Position identification records:
▼
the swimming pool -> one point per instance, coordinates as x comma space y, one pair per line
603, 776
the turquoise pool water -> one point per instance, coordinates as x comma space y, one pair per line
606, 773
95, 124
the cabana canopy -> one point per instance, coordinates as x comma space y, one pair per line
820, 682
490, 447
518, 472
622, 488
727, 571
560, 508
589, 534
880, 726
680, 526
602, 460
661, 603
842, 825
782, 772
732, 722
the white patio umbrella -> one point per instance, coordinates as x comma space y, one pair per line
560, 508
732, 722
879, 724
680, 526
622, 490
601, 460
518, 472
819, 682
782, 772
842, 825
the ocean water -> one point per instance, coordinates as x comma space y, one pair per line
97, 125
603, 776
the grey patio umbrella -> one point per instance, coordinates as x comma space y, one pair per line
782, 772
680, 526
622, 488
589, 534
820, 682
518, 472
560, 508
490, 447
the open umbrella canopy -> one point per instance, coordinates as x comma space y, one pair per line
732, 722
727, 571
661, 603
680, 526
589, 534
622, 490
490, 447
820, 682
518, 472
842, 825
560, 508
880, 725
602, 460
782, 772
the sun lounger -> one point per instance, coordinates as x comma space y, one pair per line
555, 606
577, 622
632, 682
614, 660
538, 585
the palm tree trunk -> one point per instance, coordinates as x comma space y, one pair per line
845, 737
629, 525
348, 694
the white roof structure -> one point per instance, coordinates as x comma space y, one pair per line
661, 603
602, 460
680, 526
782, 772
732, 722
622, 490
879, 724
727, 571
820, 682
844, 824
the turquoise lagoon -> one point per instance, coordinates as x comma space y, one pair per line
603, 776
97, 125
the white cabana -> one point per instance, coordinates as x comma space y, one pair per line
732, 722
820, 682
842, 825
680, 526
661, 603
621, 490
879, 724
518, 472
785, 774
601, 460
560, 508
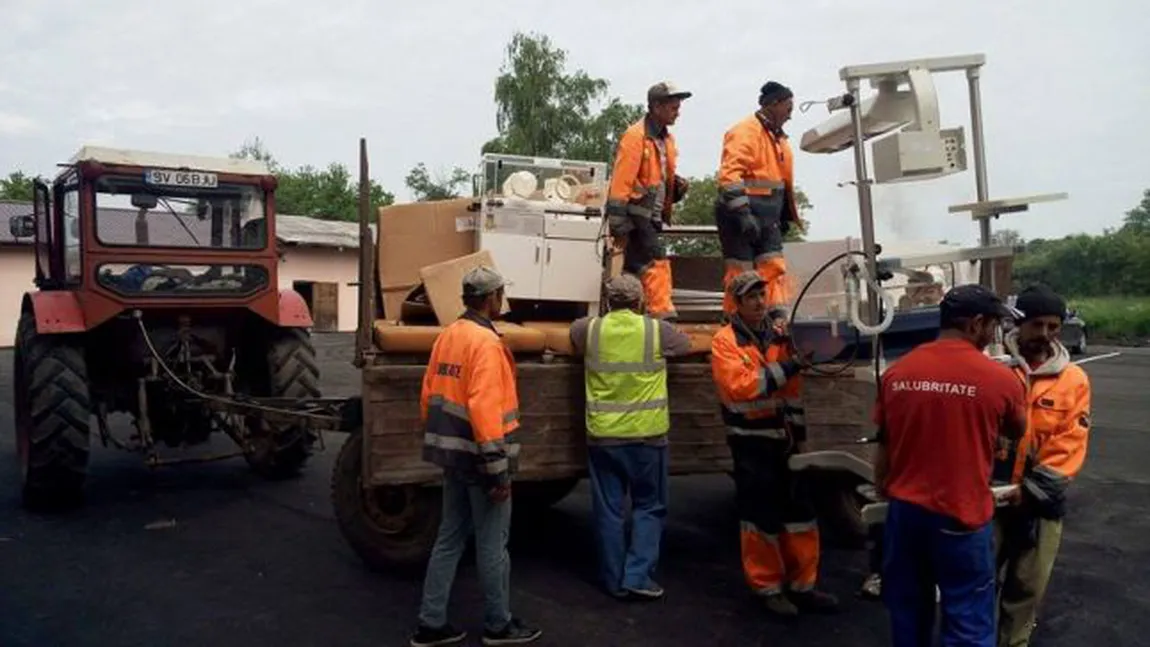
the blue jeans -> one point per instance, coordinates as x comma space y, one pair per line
922, 549
466, 508
618, 470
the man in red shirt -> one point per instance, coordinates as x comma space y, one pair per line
942, 410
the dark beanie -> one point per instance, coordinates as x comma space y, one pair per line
1040, 301
772, 92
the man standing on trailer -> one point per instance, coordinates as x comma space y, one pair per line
941, 410
470, 410
627, 422
643, 190
756, 203
758, 389
1048, 457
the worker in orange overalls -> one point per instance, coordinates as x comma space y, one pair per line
470, 410
1048, 457
758, 386
756, 203
643, 190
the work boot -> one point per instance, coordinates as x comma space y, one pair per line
872, 587
514, 633
651, 591
780, 606
817, 601
437, 637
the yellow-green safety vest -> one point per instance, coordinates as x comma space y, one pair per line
626, 377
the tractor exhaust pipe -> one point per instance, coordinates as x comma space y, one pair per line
366, 266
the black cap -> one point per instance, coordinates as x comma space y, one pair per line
972, 300
1040, 301
773, 91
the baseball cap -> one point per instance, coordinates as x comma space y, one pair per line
666, 90
623, 287
744, 283
482, 280
972, 300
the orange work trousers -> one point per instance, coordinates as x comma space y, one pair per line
779, 534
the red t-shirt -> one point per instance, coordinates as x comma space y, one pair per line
944, 403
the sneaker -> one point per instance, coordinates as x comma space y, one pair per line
652, 591
435, 637
872, 587
818, 601
514, 633
780, 606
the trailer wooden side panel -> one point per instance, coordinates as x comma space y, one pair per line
552, 430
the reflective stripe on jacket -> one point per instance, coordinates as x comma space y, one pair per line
625, 378
758, 384
641, 172
469, 403
757, 170
1052, 449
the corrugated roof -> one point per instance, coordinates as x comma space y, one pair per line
117, 225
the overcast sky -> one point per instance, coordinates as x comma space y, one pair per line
1066, 86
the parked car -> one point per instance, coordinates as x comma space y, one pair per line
1074, 329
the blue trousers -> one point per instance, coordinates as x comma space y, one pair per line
641, 471
922, 549
467, 509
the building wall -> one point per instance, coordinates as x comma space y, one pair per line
17, 270
326, 264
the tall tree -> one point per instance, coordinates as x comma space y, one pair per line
330, 193
16, 186
442, 187
698, 208
1137, 220
544, 110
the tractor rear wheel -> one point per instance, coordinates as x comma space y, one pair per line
290, 370
391, 528
53, 416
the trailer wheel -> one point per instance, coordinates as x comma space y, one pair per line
542, 494
291, 370
53, 416
389, 528
840, 509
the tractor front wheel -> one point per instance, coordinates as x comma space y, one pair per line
391, 528
290, 370
53, 415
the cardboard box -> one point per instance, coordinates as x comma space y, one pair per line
416, 235
444, 284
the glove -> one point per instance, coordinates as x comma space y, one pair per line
680, 189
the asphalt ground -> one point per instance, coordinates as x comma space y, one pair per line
211, 555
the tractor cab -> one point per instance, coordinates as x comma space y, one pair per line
135, 228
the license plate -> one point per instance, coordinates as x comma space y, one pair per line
192, 179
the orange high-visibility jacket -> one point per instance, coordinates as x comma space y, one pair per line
1052, 449
758, 391
469, 403
757, 161
638, 172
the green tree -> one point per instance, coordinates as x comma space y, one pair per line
1137, 220
16, 186
330, 193
442, 187
544, 110
698, 209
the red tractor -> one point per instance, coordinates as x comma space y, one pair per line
158, 297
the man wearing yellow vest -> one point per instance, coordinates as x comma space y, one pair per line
627, 422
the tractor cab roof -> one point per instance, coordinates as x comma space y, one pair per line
128, 158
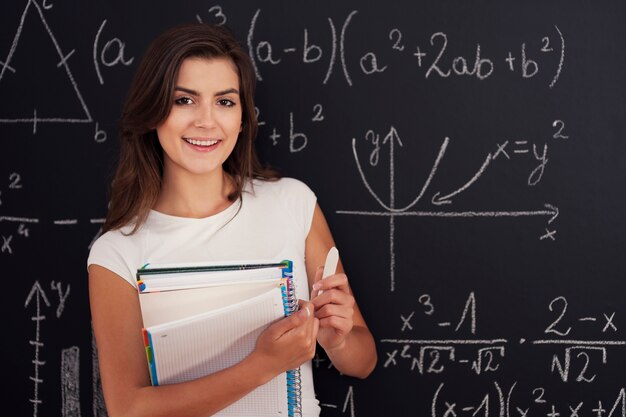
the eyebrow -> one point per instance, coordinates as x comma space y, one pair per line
195, 93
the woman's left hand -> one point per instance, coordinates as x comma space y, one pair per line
334, 308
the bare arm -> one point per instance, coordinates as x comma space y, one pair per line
343, 332
126, 384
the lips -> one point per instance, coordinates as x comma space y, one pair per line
201, 142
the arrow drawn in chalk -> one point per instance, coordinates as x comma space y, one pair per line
437, 200
39, 295
391, 138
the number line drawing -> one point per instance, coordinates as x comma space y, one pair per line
389, 210
35, 119
38, 293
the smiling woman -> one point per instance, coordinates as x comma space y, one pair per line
199, 133
189, 188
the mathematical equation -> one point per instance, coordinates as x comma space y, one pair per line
577, 360
432, 56
537, 401
503, 151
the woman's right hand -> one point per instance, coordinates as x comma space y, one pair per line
289, 342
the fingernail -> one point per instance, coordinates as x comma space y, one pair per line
305, 311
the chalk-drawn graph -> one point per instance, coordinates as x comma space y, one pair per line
392, 139
9, 68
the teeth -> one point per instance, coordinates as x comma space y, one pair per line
201, 142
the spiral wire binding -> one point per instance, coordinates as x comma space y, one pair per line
294, 381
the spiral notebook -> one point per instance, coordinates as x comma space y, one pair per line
200, 319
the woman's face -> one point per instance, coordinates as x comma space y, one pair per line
202, 127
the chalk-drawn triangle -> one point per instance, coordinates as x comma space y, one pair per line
37, 84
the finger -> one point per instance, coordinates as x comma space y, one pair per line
333, 297
338, 281
329, 310
318, 277
293, 321
340, 325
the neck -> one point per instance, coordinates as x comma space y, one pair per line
194, 196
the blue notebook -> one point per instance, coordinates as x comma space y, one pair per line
202, 318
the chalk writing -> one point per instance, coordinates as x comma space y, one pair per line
392, 139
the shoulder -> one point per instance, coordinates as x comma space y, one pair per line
118, 251
286, 197
285, 187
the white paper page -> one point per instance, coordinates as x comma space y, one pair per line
178, 280
166, 306
189, 349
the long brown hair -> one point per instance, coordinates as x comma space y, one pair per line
137, 181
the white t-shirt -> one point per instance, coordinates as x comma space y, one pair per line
271, 221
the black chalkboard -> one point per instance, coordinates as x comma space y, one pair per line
470, 157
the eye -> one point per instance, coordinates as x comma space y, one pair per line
▲
- Task statement: Change "one pair per line" to "one pair per row" throughout the data above, keeping everything else the same. Return the revised lines without the pictures.

- Result of this task:
the swimming pool -> one point per instance, coordinates as x comma space y, one pair per row
603, 776
the turquoise pool water -> one point per instance, coordinates as x comma space y, one pair per row
606, 773
95, 124
the cabana canopy -> one point per instance, coordinates as x comma space y, one pair per row
820, 682
490, 447
518, 472
622, 488
727, 571
560, 508
589, 534
880, 726
680, 526
602, 460
661, 603
842, 825
782, 772
732, 722
the white patio umbrella -> one point per instance, coordinates as x comma space y, one pair per row
560, 508
732, 722
879, 724
680, 526
622, 490
601, 460
518, 472
819, 682
782, 772
842, 825
the ocean water -> one point per instance, coordinates as x comma space y, one pair per row
97, 125
603, 776
the grey patio umbrella -> one point per instance, coordinates as x comma space y, one pair per row
782, 772
680, 526
622, 488
589, 534
820, 682
518, 472
560, 508
490, 447
the open umbrella canopy -> one point per instance, coordinates as x comma space y, one pair per row
732, 722
727, 571
661, 603
680, 526
589, 534
622, 490
490, 447
820, 682
518, 472
842, 825
560, 508
880, 725
602, 460
782, 772
the sun lounger -> one point per instance, coordinates as x comma space y, one pair per row
555, 606
577, 622
632, 682
614, 660
538, 585
the palm tree trunk -> one point per instance, coordinates as x comma space y, one pair per row
845, 737
629, 525
348, 694
the white roof structure -> one point per instance, coordinates as x comma space y, one pair per row
661, 603
602, 460
680, 526
782, 772
732, 722
622, 490
879, 724
727, 571
820, 682
844, 824
the turquoise lagoon -> one point per instance, coordinates as x comma space y, one pair per row
603, 776
97, 125
the white cabana -> one point per instance, coordinates as x comma space y, one pair per row
732, 722
820, 682
842, 825
680, 526
661, 603
621, 490
879, 724
518, 472
785, 774
601, 460
560, 508
the blue jeans -> one point per instance, coordinates as x comma space y, one pair per row
922, 549
466, 508
618, 470
the man in red shirt -> one point per instance, coordinates as x comma space y, one pair per row
942, 410
the dark beanie -> one point per instance, coordinates as x comma space y, one pair per row
1040, 301
772, 92
the man standing on trailer -> one point per instance, coordinates as x comma space y, one pair per row
941, 410
470, 410
627, 422
643, 190
756, 203
758, 389
1048, 457
the worker in orange overalls -> one point per instance, coordinates as x comma space y, one pair per row
470, 410
1048, 457
758, 386
756, 203
643, 190
the work boot -> one point per instance, coordinates as x comma space y, one pair per row
872, 587
514, 633
651, 591
780, 606
817, 601
437, 637
the yellow-green safety vest -> one point per instance, coordinates as x comma space y, one pair per row
626, 377
the tractor exhaust pipe -> one point per instance, coordinates as x comma space y, one pair per row
366, 266
the black cap -> one point per instance, coordinates as x comma space y, one pair per row
972, 300
1040, 301
773, 91
the baseball cap -> one point per instance, coordinates as x comma space y, one pair per row
666, 90
623, 287
744, 283
482, 280
972, 300
the orange work trousers -> one point per instance, coordinates as x comma space y, one pair per row
779, 534
the red t-shirt -> one point per instance, coordinates as x comma space y, one pair per row
944, 403
the sneaker -> one point per instance, coordinates as x comma space y, one pair per row
652, 591
435, 637
872, 587
818, 601
514, 633
780, 606
the trailer wooden side panel -> one point per instance, coordinates as x comma space y, one pair per row
552, 430
the reflective stripe on jacket -> one point per instance, coordinates as x comma space y, one pair per row
625, 378
758, 384
641, 172
469, 403
757, 170
1052, 449
the corrugated roof -> one point per instance, coordinates as x comma space y, one pair per row
117, 225
the overcast sky -> one point per instance, coordinates as x comma space y, one pair per row
1066, 86
the parked car -> one point per instance, coordinates as x comma space y, one pair per row
1074, 329
the blue trousers -> one point per instance, coordinates as x comma space y, one pair per row
641, 471
922, 549
467, 509
the building wall -> one point per instance, coordinates as x comma space y, one pair per row
17, 270
326, 264
the tall tree -> one point per instance, coordinates as x comma space y, one pair per row
330, 193
16, 186
442, 187
698, 208
1137, 220
544, 110
the tractor rear wheel -> one point per instance, coordinates as x comma space y, one pair per row
290, 370
391, 528
53, 416
the trailer wheel -> one point per instance, coordinates as x comma space y, one pair per row
542, 494
291, 370
53, 416
389, 528
840, 509
the tractor front wheel -> one point per instance, coordinates as x comma space y, one pair per row
391, 528
290, 370
53, 415
the cardboard box -> one point per instance, coordinates as x comma space y, one pair per row
416, 235
444, 284
the glove -> one point per instance, coordinates as x comma space y, one pair per row
680, 189
the asphalt ground -> one point per instance, coordinates as x comma space y, one pair per row
211, 555
the tractor cab -> one point per instance, coordinates as x comma space y, one pair per row
135, 228
the license plate -> one point per instance, coordinates as x comma space y, one pair per row
192, 179
the orange high-visibility jacket -> one point per instance, coordinates as x comma space y, one pair per row
1052, 449
758, 391
469, 403
757, 161
638, 172
the green tree -> one point per instance, coordinates as x comma space y, one pair per row
1137, 220
16, 186
330, 193
442, 187
544, 110
698, 209
the red tractor -> one point per instance, coordinates as x comma space y, one pair per row
158, 297
the man wearing yellow vest -> one point per instance, coordinates as x comma space y, one pair per row
627, 422
the tractor cab roof -> one point per instance, coordinates as x comma space y, one pair per row
128, 158
the eyebrow -> one point per instance, coordinates as x comma space y, one pair per row
195, 93
the woman's left hand -> one point per instance, coordinates as x comma space y, one pair per row
334, 308
the bare arm -> one point per instance, coordinates as x comma space y, one pair per row
343, 332
126, 384
the lips -> one point per instance, coordinates as x comma space y, one pair per row
201, 142
the arrow drawn in chalk -> one point per instance, coordinates as x comma space y, one pair per row
437, 200
39, 295
391, 138
the number line drawing -> one point per instance, coordinates as x comma space y, one pair per row
389, 210
35, 119
38, 293
the smiling woman -> one point per instance, coordinates as x comma space y, one pair per row
199, 133
189, 188
the mathematical equation -> one point per instance, coordinates as x comma space y, one pair per row
577, 360
432, 56
537, 401
503, 151
the woman's right hand -> one point per instance, coordinates as x comma space y, one pair per row
289, 342
the fingernail -> one point per instance, coordinates as x comma space y, one pair per row
305, 311
the chalk-drawn graph -> one point per instance, coordinates as x comma space y, one pair per row
392, 139
9, 68
the teeth -> one point per instance, coordinates as x comma space y, one pair per row
201, 142
the spiral wire binding -> one point per instance, coordinates as x comma space y, one pair per row
294, 381
the spiral notebook -> one point per instance, coordinates as x comma space y, one pair per row
200, 319
the woman's face -> one point per instance, coordinates as x comma space y, one pair per row
202, 127
the chalk-drawn triangle -> one point per instance, coordinates as x comma space y, one pair per row
37, 84
the finger -> one point per instance, coordinates as x comma space y, one pair per row
333, 297
338, 281
329, 310
318, 277
293, 321
340, 325
the neck -> one point per instance, coordinates as x comma space y, one pair per row
194, 196
the blue notebook -> one point per instance, coordinates as x comma space y, one pair per row
202, 318
the chalk writing -> one point per instance, coordinates as x comma space y, one pair per row
392, 139
the shoulder -> one point per instance, coordinates as x comma space y, one pair per row
118, 251
286, 197
285, 187
the white paper page -> one point per instance, coordinates as x comma space y, one pair per row
178, 280
166, 306
189, 349
the long brown hair -> one point per instance, coordinates as x comma space y, one pair per row
137, 181
the white t-shirt -> one point per instance, coordinates as x comma space y, one pair per row
271, 221
the black chalkboard -> one point per instance, coordinates as x comma space y, one pair per row
470, 157
the eye -> one point per instance, coordinates as x comma space y, one pair per row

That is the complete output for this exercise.